== Given information
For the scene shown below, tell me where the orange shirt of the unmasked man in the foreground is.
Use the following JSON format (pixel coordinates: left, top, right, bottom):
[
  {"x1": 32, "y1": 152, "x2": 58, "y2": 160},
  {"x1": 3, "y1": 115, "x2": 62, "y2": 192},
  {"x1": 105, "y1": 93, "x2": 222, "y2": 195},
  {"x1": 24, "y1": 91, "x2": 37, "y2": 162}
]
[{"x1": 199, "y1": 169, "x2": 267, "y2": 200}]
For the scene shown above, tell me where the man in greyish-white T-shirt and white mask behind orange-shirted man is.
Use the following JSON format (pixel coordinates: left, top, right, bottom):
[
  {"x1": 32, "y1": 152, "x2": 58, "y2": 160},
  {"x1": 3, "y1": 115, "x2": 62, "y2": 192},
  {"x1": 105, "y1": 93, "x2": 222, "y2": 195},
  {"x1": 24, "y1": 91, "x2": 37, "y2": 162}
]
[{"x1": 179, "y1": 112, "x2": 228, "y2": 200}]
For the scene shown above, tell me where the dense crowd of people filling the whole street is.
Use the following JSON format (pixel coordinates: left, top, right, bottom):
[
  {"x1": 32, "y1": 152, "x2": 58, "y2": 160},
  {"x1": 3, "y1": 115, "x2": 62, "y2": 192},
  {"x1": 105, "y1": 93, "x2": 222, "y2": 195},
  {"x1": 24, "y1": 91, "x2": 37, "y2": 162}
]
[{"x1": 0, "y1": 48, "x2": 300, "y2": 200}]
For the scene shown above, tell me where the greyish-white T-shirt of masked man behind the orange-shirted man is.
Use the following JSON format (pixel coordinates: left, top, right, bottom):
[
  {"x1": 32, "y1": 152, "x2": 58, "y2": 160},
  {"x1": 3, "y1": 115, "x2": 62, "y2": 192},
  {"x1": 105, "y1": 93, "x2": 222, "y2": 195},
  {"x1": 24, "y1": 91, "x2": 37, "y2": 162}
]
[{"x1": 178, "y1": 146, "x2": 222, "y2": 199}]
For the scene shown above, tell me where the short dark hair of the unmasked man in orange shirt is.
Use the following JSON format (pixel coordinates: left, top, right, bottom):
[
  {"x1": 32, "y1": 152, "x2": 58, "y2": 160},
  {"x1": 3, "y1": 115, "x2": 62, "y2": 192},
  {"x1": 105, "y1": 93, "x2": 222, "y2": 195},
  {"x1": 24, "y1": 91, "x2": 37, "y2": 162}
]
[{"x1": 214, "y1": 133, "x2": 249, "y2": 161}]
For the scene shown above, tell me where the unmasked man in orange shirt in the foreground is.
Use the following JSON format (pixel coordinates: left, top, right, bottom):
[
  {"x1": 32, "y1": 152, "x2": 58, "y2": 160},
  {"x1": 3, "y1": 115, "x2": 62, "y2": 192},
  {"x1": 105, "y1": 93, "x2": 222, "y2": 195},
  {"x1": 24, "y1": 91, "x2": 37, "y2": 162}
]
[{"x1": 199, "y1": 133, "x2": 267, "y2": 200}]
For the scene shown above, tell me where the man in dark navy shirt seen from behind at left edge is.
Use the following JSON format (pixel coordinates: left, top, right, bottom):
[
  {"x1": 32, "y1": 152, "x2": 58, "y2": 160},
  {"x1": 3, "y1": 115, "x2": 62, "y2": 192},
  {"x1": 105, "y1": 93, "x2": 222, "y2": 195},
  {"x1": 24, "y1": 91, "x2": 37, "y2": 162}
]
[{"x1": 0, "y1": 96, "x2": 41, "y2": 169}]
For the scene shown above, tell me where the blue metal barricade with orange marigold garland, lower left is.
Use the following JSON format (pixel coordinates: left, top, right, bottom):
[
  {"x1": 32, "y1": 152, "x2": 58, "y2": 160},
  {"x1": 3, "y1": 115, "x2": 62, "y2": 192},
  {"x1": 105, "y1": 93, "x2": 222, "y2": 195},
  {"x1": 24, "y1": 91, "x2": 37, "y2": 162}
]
====
▸ **What the exercise asks**
Show all lines from the data above in which the word "unmasked" appears.

▸ **Answer for this exercise**
For the scene shown below, tell me where the orange shirt of the unmasked man in the foreground is.
For the scene shown above, tell me where the short dark hair of the unmasked man in orange shirt is.
For the scene shown above, tell me where the unmasked man in orange shirt in the foreground is.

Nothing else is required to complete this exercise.